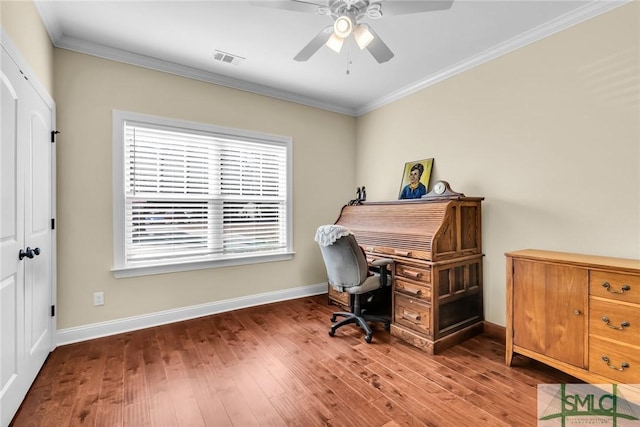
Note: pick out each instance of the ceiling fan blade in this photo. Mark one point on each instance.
(316, 43)
(379, 49)
(294, 5)
(402, 7)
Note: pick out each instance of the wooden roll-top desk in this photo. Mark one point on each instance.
(436, 246)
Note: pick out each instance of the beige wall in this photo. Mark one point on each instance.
(21, 21)
(87, 90)
(548, 134)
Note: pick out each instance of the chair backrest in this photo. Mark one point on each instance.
(344, 260)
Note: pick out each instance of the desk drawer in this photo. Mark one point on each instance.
(413, 290)
(418, 273)
(412, 313)
(613, 360)
(340, 298)
(615, 321)
(620, 287)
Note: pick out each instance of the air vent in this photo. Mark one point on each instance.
(229, 58)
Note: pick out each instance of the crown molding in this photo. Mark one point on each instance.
(561, 23)
(94, 49)
(568, 20)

### Set task
Put the listing above into a Markdown table with the columns "Row" and "Line", one numbered row per line and no blank lines. Leave the pictures out of the table.

### Written solution
| Row | Line |
|---|---|
| 1 | Note: pick out each instance of the ceiling fan blade in this photo. Mark one point on each instance. |
| 2 | (316, 43) |
| 3 | (379, 49) |
| 4 | (294, 5) |
| 5 | (402, 7) |
| 6 | Note: pick out each instance of the wooden roll-top desk in this photo. Mark one point on each instance. |
| 7 | (436, 246) |
| 8 | Note: pick out each instance of the beige wall in this photo. Mark one point on each instance. |
| 9 | (21, 21) |
| 10 | (87, 90) |
| 11 | (548, 134) |
| 12 | Note: pick out each instance of the chair backrest in this photo. Mark one point on each instance. |
| 13 | (344, 260) |
| 14 | Note: pick out each instance of the desk drawer in this photo. Mark one point on each instance. |
| 15 | (413, 290) |
| 16 | (418, 273) |
| 17 | (412, 313) |
| 18 | (613, 360) |
| 19 | (340, 298) |
| 20 | (615, 321) |
| 21 | (620, 287) |
| 22 | Note: pick out each instance of the air vent in this photo. Mark one point on each instance. |
| 23 | (229, 58) |
| 24 | Note: pick out each instance of the crown molding in this photo. Mark one point on each instance. |
| 25 | (561, 23) |
| 26 | (94, 49) |
| 27 | (568, 20) |